Data entries

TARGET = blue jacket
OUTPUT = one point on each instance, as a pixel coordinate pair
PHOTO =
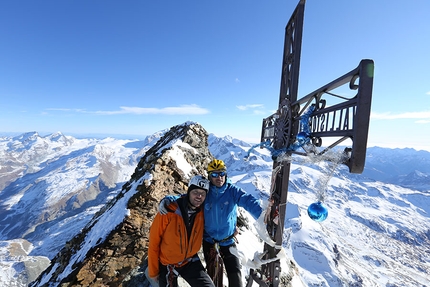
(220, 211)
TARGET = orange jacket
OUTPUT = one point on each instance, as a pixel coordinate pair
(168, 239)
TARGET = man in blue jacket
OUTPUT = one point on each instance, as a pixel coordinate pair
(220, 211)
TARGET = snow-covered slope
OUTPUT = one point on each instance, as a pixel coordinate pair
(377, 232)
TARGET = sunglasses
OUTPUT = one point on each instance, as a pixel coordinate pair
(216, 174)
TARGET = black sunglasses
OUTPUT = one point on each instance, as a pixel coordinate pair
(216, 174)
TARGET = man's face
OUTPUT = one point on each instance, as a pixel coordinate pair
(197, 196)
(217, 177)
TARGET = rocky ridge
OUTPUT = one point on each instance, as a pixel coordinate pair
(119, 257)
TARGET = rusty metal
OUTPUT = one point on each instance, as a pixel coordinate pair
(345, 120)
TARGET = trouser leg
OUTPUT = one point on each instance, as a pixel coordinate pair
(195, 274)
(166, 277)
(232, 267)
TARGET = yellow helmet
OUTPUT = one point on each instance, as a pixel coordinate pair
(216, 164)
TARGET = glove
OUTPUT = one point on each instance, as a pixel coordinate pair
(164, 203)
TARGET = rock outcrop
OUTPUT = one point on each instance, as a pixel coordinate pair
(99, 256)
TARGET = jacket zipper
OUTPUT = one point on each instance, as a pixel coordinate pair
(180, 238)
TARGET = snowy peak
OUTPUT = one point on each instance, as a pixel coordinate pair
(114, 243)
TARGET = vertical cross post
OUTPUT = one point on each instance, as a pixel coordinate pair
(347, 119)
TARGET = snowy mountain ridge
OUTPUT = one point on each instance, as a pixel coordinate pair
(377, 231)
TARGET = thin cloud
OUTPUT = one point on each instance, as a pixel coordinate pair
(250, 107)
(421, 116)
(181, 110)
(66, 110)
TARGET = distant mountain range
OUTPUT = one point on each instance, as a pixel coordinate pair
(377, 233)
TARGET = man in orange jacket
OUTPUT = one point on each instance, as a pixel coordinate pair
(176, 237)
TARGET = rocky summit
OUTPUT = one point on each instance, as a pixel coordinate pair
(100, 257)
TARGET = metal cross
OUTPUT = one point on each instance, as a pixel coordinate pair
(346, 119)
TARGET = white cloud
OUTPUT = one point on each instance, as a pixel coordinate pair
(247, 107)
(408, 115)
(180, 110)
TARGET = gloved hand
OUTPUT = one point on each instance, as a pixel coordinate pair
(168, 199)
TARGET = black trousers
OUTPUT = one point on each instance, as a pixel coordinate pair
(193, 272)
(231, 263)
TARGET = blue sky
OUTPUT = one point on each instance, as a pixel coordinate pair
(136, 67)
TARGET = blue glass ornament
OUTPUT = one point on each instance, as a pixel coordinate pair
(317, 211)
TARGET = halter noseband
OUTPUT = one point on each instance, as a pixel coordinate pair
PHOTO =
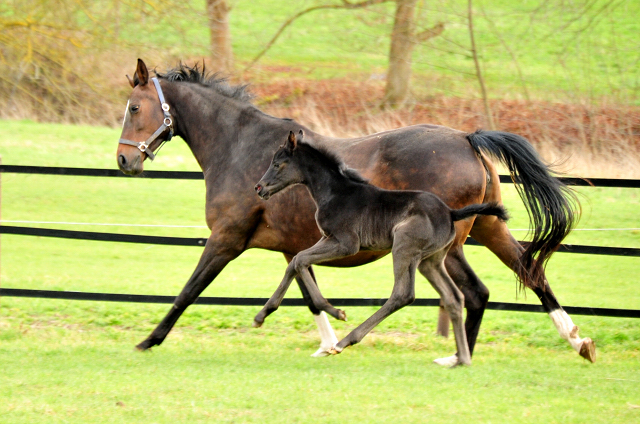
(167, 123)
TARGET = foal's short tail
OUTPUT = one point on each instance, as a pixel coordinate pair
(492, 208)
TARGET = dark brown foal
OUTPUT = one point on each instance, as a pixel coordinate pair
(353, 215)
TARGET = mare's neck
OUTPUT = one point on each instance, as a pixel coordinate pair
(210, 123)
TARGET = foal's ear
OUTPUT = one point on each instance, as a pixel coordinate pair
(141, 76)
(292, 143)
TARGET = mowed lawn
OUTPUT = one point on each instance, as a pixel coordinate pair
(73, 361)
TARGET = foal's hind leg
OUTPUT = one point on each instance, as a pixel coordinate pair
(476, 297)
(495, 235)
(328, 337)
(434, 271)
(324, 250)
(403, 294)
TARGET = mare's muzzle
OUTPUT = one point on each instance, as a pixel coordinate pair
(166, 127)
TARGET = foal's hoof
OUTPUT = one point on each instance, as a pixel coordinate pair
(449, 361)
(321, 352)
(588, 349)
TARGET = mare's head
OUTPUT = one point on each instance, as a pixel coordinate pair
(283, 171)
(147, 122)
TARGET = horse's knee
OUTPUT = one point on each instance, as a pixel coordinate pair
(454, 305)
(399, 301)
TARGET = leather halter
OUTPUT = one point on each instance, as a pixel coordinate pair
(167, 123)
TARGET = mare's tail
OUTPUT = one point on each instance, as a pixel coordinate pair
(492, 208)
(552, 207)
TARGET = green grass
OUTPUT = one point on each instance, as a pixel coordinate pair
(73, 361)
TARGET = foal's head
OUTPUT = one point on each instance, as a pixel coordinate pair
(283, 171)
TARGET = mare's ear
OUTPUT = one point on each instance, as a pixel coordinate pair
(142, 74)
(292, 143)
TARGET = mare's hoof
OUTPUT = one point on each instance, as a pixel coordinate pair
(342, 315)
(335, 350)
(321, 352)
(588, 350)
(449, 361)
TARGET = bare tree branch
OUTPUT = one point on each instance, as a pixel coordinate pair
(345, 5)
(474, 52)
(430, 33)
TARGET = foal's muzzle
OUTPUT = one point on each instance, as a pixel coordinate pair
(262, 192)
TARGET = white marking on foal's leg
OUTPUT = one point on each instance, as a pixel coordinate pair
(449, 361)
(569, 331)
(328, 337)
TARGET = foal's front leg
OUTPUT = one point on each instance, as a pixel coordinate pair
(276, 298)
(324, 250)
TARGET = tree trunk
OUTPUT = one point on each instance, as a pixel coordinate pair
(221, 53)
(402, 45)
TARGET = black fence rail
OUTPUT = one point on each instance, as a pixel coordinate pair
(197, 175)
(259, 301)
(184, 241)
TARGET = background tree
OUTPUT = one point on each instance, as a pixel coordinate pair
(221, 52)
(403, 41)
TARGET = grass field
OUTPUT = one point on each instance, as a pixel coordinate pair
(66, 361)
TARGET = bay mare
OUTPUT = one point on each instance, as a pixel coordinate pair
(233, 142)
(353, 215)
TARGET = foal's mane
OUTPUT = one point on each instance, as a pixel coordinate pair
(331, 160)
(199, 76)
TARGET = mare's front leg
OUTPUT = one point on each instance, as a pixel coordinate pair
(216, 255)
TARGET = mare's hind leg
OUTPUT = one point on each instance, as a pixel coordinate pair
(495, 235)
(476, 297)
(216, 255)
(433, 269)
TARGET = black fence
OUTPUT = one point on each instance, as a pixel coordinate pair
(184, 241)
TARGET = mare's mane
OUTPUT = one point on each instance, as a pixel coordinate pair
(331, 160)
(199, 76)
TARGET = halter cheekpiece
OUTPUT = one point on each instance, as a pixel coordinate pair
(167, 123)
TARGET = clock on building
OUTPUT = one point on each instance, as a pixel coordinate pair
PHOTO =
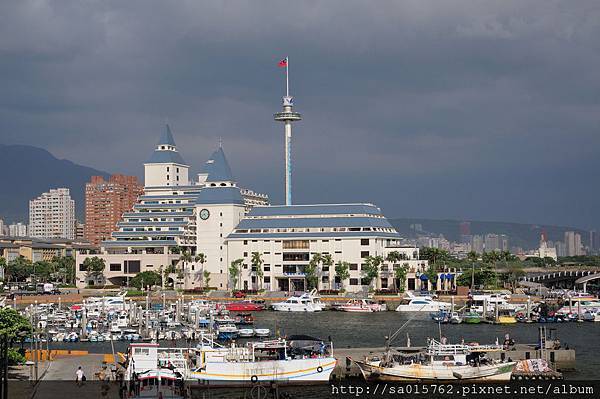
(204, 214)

==

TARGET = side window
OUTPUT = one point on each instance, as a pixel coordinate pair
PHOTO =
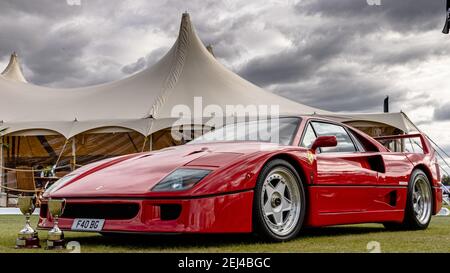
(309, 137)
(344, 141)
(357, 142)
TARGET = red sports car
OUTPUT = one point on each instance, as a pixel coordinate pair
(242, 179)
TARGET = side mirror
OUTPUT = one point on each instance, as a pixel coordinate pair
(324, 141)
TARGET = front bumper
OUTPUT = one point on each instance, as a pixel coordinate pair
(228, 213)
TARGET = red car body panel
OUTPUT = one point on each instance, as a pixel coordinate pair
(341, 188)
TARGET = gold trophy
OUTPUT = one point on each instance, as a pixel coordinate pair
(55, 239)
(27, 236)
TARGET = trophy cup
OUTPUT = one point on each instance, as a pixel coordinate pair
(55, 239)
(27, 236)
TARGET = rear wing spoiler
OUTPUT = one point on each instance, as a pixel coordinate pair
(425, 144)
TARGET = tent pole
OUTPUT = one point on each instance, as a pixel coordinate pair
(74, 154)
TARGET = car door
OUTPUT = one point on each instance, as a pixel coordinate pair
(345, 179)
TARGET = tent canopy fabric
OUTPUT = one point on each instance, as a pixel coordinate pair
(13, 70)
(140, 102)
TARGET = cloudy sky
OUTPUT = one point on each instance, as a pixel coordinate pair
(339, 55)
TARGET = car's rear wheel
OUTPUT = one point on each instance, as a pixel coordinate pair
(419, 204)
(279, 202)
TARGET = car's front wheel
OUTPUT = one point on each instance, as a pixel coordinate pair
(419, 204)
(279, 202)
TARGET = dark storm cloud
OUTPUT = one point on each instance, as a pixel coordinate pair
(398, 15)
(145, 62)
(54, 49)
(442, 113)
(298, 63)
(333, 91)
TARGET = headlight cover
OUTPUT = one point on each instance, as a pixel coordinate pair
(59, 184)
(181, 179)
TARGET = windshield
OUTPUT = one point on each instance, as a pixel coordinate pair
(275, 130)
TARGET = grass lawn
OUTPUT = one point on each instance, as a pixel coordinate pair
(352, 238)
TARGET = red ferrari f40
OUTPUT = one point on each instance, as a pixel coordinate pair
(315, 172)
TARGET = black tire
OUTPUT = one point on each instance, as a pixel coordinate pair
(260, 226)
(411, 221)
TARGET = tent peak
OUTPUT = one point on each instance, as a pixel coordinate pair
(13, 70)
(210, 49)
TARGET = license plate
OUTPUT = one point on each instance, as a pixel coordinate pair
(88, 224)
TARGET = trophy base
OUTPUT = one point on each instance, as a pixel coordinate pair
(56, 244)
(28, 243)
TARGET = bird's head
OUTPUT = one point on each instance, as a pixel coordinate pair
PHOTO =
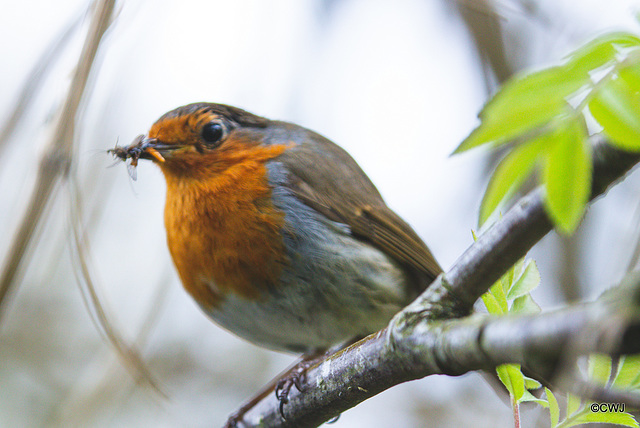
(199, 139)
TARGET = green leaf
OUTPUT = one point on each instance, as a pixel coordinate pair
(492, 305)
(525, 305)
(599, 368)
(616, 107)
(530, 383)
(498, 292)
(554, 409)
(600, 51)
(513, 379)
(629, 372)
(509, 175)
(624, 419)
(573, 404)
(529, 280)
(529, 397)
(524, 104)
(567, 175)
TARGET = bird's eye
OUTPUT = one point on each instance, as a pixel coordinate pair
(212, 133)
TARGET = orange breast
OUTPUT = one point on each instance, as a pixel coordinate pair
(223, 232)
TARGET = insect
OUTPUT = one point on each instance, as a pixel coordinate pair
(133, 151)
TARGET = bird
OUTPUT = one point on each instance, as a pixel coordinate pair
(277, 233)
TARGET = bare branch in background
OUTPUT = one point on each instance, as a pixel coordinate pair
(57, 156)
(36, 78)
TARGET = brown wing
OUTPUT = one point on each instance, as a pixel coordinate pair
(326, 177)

* Problem details: Extract every line of the records that contains the string "side", matching case exactly.

* Full solution:
TARGET = side window
TARGET = side mirror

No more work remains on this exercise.